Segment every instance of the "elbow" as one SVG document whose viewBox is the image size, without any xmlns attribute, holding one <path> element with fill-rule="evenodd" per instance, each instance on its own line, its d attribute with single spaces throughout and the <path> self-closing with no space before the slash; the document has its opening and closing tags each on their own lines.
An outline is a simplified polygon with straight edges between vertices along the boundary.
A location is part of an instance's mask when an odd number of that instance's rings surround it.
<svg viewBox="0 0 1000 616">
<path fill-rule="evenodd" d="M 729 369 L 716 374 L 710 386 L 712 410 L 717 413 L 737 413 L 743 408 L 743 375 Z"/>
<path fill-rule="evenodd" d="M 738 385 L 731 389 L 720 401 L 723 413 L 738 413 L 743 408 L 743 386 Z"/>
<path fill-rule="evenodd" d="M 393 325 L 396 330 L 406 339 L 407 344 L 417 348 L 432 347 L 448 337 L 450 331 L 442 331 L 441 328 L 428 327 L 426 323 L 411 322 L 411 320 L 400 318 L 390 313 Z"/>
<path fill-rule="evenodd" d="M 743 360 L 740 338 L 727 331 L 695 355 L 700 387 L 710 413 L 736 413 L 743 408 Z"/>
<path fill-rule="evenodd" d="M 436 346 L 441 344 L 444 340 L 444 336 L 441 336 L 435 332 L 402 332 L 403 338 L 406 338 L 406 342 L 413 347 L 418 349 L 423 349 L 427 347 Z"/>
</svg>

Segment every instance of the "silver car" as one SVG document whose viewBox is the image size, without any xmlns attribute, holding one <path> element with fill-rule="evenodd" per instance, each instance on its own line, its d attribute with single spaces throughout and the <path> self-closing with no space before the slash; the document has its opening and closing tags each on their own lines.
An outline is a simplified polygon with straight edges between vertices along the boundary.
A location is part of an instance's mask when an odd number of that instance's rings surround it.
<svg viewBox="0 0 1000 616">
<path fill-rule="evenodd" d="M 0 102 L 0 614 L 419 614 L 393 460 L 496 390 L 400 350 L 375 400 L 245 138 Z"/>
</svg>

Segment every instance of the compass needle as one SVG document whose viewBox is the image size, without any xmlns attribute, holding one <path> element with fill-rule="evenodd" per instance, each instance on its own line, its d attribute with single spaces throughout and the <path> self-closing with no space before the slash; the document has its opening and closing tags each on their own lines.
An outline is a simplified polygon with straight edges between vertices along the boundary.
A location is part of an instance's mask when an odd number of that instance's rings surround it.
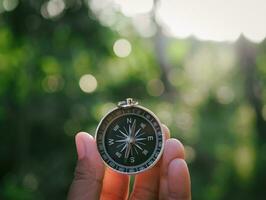
<svg viewBox="0 0 266 200">
<path fill-rule="evenodd" d="M 143 143 L 143 142 L 138 142 L 139 144 L 142 144 L 142 145 L 146 145 L 145 143 Z"/>
<path fill-rule="evenodd" d="M 123 145 L 125 145 L 125 143 L 121 143 L 121 144 L 117 145 L 116 148 L 120 148 Z"/>
<path fill-rule="evenodd" d="M 129 132 L 127 131 L 126 127 L 123 127 L 126 131 L 126 136 L 128 137 L 129 136 Z"/>
<path fill-rule="evenodd" d="M 143 150 L 138 144 L 135 144 L 136 147 L 138 147 L 140 150 Z"/>
<path fill-rule="evenodd" d="M 139 152 L 138 152 L 137 148 L 134 148 L 134 150 L 136 151 L 136 153 L 137 153 L 137 155 L 138 155 L 138 154 L 139 154 Z"/>
<path fill-rule="evenodd" d="M 138 134 L 139 134 L 140 130 L 141 130 L 141 128 L 139 128 L 139 129 L 137 130 L 137 132 L 136 132 L 136 134 L 135 134 L 135 137 L 137 137 L 137 136 L 138 136 Z"/>
<path fill-rule="evenodd" d="M 127 139 L 123 139 L 123 140 L 116 140 L 115 142 L 126 142 Z"/>
<path fill-rule="evenodd" d="M 121 135 L 116 135 L 117 137 L 119 137 L 119 138 L 125 138 L 125 137 L 123 137 L 123 136 L 121 136 Z"/>
<path fill-rule="evenodd" d="M 120 150 L 120 152 L 123 152 L 125 148 L 127 147 L 127 143 L 124 144 L 123 148 Z"/>
<path fill-rule="evenodd" d="M 136 138 L 135 141 L 142 141 L 142 140 L 146 140 L 146 138 Z"/>
<path fill-rule="evenodd" d="M 126 135 L 123 131 L 119 130 L 119 132 L 120 132 L 123 136 L 125 136 L 126 138 L 128 137 L 128 135 Z"/>
<path fill-rule="evenodd" d="M 140 136 L 142 136 L 142 135 L 144 135 L 144 134 L 145 134 L 145 132 L 139 134 L 137 138 L 139 138 Z"/>
<path fill-rule="evenodd" d="M 135 129 L 136 129 L 136 120 L 134 120 L 132 129 L 131 129 L 131 137 L 135 137 Z"/>
<path fill-rule="evenodd" d="M 131 150 L 131 144 L 129 143 L 128 146 L 127 146 L 126 153 L 125 153 L 125 158 L 128 158 L 130 150 Z"/>
</svg>

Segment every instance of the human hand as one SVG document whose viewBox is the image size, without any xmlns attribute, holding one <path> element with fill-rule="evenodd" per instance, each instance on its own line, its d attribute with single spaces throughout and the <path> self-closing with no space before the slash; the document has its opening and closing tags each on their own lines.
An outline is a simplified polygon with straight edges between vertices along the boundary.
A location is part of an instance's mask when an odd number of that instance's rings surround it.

Task to carry out — Give the entries above again word for word, without any pictures.

Result —
Segment every instance of the "elbow" as one SVG document whose viewBox is the image size, without any xmlns attribute, holding one <path> element with fill-rule="evenodd" per instance, each instance on its own line, its d attribute with single spaces throughout and the <path> self-closing with no space before the slash; the document has its opening and closing tags each on their own lines.
An outline is a simplified polygon with straight edges between vertices along the boundary.
A location is part of an instance's mask when an odd number of that instance's rings surround it.
<svg viewBox="0 0 1000 616">
<path fill-rule="evenodd" d="M 729 369 L 716 374 L 710 386 L 712 410 L 717 413 L 737 413 L 743 408 L 743 375 Z"/>
<path fill-rule="evenodd" d="M 738 385 L 731 389 L 720 401 L 723 413 L 738 413 L 743 408 L 743 386 Z"/>
<path fill-rule="evenodd" d="M 393 325 L 396 330 L 406 339 L 407 344 L 417 348 L 432 347 L 448 337 L 450 331 L 442 331 L 441 328 L 428 327 L 426 323 L 411 322 L 411 320 L 400 318 L 390 313 Z"/>
<path fill-rule="evenodd" d="M 743 360 L 740 338 L 727 331 L 695 355 L 700 387 L 710 413 L 736 413 L 743 408 Z"/>
<path fill-rule="evenodd" d="M 436 346 L 441 344 L 444 340 L 444 336 L 441 336 L 435 332 L 402 332 L 403 338 L 406 338 L 406 342 L 413 347 L 418 349 L 423 349 L 427 347 Z"/>
</svg>

Segment every instance of the "silver car" as one SVG document whose viewBox is the image size, without any xmlns attribute, holding one <path> element with fill-rule="evenodd" per instance, each instance on its own line, its d attribute with single spaces throughout and the <path> self-closing with no space before the slash; the document has its opening and closing tags each on their own lines.
An outline is a simplified polygon with straight edges between vertices along the boundary.
A location is part of an instance's mask when an odd number of that instance's rings surround it.
<svg viewBox="0 0 1000 616">
<path fill-rule="evenodd" d="M 0 102 L 0 614 L 419 614 L 393 460 L 496 390 L 400 350 L 375 400 L 245 138 Z"/>
</svg>

Segment every instance of the compass needle as one SVG document whose viewBox is the image size, without any xmlns attribute, holding one <path> element with fill-rule="evenodd" per instance, each instance on its own line, its d attribute with single spaces throughout and the <path> self-closing with no space before the slash; the document has its opening and closing tags each on their own lines.
An outline is a simplified polygon with straight edges between vertices along the boundary.
A location is part of an instance's mask when an odd number of that instance's rings surround it.
<svg viewBox="0 0 266 200">
<path fill-rule="evenodd" d="M 143 143 L 143 142 L 138 142 L 139 144 L 142 144 L 142 145 L 146 145 L 145 143 Z"/>
<path fill-rule="evenodd" d="M 123 145 L 125 145 L 125 143 L 121 143 L 121 144 L 117 145 L 116 148 L 120 148 Z"/>
<path fill-rule="evenodd" d="M 129 132 L 127 131 L 126 127 L 123 127 L 126 131 L 126 136 L 128 137 L 129 136 Z"/>
<path fill-rule="evenodd" d="M 143 150 L 138 144 L 135 144 L 136 147 L 138 147 L 140 150 Z"/>
<path fill-rule="evenodd" d="M 139 152 L 138 152 L 137 148 L 134 148 L 134 150 L 136 151 L 136 153 L 137 153 L 137 155 L 138 155 L 138 154 L 139 154 Z"/>
<path fill-rule="evenodd" d="M 138 134 L 139 134 L 140 130 L 141 130 L 141 128 L 139 128 L 139 129 L 137 130 L 137 132 L 136 132 L 136 134 L 135 134 L 135 137 L 137 137 L 137 136 L 138 136 Z"/>
<path fill-rule="evenodd" d="M 127 139 L 123 139 L 123 140 L 116 140 L 115 142 L 126 142 Z"/>
<path fill-rule="evenodd" d="M 121 135 L 116 135 L 117 137 L 119 137 L 119 138 L 125 138 L 125 137 L 123 137 L 123 136 L 121 136 Z"/>
<path fill-rule="evenodd" d="M 120 150 L 120 152 L 123 152 L 125 148 L 127 147 L 127 143 L 124 144 L 123 148 Z"/>
<path fill-rule="evenodd" d="M 136 138 L 135 141 L 142 141 L 142 140 L 146 140 L 146 138 Z"/>
<path fill-rule="evenodd" d="M 126 135 L 123 131 L 119 130 L 119 132 L 120 132 L 123 136 L 125 136 L 126 138 L 128 137 L 128 135 Z"/>
<path fill-rule="evenodd" d="M 140 136 L 142 136 L 142 135 L 144 135 L 144 134 L 145 134 L 145 132 L 139 134 L 137 138 L 139 138 Z"/>
<path fill-rule="evenodd" d="M 135 129 L 136 129 L 136 120 L 134 120 L 132 129 L 131 129 L 131 137 L 135 137 Z"/>
<path fill-rule="evenodd" d="M 131 150 L 131 144 L 129 143 L 128 146 L 127 146 L 126 153 L 125 153 L 125 158 L 128 158 L 130 150 Z"/>
</svg>

Segment every instance of the human hand as one SVG document whose viewBox is the image size, without any xmlns attribute, holding one <path> element with fill-rule="evenodd" per instance, each instance on its own line, its d attribute with single spaces throughout and the <path> self-closing with no space before the slash; the document has its opening and closing tags each on their own lines.
An outline is a simplified polygon with straight edges between vertices along the boundary.
A location is part of an instance's mask when an odd number of that instance's rings surround it.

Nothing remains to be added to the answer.